Christian Eckert estime que l’effet du décrochage du franc suisse sur les collectivités avoisinera 1,5 milliard, justifiant la rallonge annoncée. D’autres chiffrages évoquent plutôt 2 milliards mais c’est, de toute façon, un effort important que l’Association des maires de France a immédiatement salué.
L’Etat financera ces nouvelles aides en prélevant 50 millions annuels dans son budget et en relevant de 50 millions par an la taxe de risque systémique bancaire. Pour aider les communes, les communautés ou les départements les plus touchés pourront donc bénéficier d’un plafond d’aide plus élevé que prévu mais les deux ministres ont refusé ce mardi d’en préciser le chiffre ainsi que le calendrier. Cette hausse du plafonnement exige en effet une modification légale qui sera intégrée la semaine prochaine dans la réforme territoriale ou plus tard dans d’autres cavaliers.
Dans l’intervalle, Christian Eckert a confié à la Société de financement local (Sfil) qui gère le stock d’emprunt toxique de l’ex-Dexia, le soin de proposer des décalages de paiement aux collectivités les plus menacés à court terme, le temps de roder le fonds d’aide.
Christian Eckert a souligné que Bercy avait mis moins d’un mois pour réagir au décrochage du 15 janvier. Il est vrai que certaines collectivités vont voir leurs charges d’emprunt doubler ces prochaines semaines, le ministre évoquant l’exemple d’une petit commune qui encaisse 20.000 euros d’annuités supplémentaires.
Mais l’Etat cherche tout autant à dissuader les poursuites judiciaires que seraient en train de préparer les centaines de collectivités concernées, en plus des 200 recours déjà lancés. Elles ont jusqu’à la date butoir du 30 avril pour déposer une demande d’aide du fonds. Régis Baudoin, le directeur du fonds de soutien, a précisé ce mardi que moins de 200 dossiers ont été jusqu’ici reçus.
Un conseiller ministériel prévient : « Le 1er mai se dégagera deux groupes d’élus : ceux qui rentrent dans le fonds pour résoudre en douceur le problème et ceux prêts à partir dans 8 à 9 ans de contentieux ».

Données fournies →
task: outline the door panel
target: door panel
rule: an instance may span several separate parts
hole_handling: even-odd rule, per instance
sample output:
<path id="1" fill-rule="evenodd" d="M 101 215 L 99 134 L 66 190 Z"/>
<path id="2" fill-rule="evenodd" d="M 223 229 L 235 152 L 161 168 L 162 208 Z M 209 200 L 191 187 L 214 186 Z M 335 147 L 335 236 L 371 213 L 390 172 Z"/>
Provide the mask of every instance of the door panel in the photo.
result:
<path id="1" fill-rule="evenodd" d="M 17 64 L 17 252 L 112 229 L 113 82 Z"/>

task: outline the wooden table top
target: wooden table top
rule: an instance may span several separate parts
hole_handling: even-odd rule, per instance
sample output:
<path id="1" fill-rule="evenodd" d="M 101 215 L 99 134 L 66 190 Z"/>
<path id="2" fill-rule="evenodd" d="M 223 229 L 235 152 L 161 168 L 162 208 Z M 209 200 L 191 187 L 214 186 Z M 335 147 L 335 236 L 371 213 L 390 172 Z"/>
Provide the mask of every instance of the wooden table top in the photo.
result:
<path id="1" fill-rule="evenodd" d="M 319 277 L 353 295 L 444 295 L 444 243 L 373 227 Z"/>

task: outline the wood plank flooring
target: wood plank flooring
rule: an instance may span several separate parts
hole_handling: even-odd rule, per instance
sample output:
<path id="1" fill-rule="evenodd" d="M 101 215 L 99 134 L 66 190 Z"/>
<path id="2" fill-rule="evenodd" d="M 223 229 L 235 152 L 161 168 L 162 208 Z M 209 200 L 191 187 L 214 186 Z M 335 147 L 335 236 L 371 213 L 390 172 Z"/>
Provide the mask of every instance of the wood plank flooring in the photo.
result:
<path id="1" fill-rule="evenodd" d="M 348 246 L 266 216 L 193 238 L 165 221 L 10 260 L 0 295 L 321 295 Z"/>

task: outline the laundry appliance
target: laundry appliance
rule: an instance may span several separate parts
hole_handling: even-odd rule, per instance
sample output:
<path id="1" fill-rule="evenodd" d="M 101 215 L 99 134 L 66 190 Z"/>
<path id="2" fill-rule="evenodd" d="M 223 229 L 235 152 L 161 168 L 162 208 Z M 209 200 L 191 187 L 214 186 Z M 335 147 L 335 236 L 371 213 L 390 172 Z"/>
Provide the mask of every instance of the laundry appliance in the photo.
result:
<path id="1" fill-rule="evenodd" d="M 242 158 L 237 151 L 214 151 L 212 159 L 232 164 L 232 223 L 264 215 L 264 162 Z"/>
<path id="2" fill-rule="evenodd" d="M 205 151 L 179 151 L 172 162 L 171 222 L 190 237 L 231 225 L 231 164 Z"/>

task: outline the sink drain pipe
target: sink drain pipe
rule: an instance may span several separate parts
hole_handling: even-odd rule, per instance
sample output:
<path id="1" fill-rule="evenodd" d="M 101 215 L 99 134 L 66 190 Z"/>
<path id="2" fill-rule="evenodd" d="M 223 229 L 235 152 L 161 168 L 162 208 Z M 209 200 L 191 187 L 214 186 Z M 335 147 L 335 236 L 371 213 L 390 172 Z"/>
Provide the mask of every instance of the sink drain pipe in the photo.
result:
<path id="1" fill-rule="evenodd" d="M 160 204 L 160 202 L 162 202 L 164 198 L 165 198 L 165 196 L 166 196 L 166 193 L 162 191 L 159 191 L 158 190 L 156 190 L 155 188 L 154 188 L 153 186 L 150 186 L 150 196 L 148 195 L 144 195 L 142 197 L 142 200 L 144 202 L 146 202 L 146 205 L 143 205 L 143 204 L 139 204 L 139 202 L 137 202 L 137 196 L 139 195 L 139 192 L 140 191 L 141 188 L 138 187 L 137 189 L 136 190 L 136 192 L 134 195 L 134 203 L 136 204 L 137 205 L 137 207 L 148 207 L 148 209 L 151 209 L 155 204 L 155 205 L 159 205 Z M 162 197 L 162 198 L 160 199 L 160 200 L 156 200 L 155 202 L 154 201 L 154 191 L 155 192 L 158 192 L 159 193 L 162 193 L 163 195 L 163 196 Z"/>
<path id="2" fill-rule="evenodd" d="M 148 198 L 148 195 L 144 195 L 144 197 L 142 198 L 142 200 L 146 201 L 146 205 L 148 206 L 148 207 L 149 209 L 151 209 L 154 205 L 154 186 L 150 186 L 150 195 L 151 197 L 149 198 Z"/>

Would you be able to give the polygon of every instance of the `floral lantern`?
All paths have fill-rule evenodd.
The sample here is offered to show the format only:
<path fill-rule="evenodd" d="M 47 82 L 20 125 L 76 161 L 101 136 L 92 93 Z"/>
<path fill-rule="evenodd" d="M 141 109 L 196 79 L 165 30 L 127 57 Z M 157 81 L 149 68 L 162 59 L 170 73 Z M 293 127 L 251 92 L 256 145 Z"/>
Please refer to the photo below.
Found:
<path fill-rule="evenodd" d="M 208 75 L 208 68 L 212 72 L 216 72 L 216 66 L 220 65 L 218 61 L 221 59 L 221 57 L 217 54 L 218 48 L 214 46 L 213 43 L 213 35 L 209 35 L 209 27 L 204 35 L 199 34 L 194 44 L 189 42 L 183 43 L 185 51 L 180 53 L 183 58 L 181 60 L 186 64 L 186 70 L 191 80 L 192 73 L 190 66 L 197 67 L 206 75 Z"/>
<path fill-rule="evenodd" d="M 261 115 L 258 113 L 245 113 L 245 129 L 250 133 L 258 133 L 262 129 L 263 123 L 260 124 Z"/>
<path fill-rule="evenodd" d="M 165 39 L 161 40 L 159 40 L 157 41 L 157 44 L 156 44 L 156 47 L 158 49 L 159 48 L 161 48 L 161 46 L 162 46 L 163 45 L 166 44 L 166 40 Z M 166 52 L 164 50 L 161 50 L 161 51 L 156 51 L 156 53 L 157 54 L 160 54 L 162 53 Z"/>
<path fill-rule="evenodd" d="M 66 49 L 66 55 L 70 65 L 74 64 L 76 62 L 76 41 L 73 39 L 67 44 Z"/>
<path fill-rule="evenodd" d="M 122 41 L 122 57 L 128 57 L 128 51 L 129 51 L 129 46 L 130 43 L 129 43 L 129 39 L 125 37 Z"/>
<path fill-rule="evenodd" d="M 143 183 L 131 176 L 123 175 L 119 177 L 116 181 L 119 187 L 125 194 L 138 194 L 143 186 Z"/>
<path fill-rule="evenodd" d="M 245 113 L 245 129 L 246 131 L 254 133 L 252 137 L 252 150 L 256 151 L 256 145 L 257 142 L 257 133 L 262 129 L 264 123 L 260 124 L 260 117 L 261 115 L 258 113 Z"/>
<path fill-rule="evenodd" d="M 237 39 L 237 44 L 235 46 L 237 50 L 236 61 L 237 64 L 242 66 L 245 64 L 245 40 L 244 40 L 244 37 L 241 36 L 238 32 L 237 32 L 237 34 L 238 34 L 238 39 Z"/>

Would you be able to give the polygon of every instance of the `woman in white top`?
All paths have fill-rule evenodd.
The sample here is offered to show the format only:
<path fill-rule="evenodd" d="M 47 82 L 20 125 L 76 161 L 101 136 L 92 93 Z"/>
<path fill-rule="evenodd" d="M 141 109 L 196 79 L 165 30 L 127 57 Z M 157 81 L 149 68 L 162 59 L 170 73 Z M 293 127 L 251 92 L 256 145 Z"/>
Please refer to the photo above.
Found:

Objectif énoncé A → Reproduisez fidèlement le passage de l'extrait sur le décrochage du franc suisse qui commence par les mots contenant « Christian Eckert a souligné » et se termine par « été jusqu’ici reçus. ».
Objectif énoncé B → D'après l'extrait sur le décrochage du franc suisse, jusqu'à quelle date les collectivités peuvent-elles déposer une demande d'aide du fonds ?

Résultat de l'exercice A →
Christian Eckert a souligné que Bercy avait mis moins d’un mois pour réagir au décrochage du 15 janvier. Il est vrai que certaines collectivités vont voir leurs charges d’emprunt doubler ces prochaines semaines, le ministre évoquant l’exemple d’une petit commune qui encaisse 20.000 euros d’annuités supplémentaires.
Mais l’Etat cherche tout autant à dissuader les poursuites judiciaires que seraient en train de préparer les centaines de collectivités concernées, en plus des 200 recours déjà lancés. Elles ont jusqu’à la date butoir du 30 avril pour déposer une demande d’aide du fonds. Régis Baudoin, le directeur du fonds de soutien, a précisé ce mardi que moins de 200 dossiers ont été jusqu’ici reçus.

Résultat de l'exercice B → Jusqu'au 30 avril.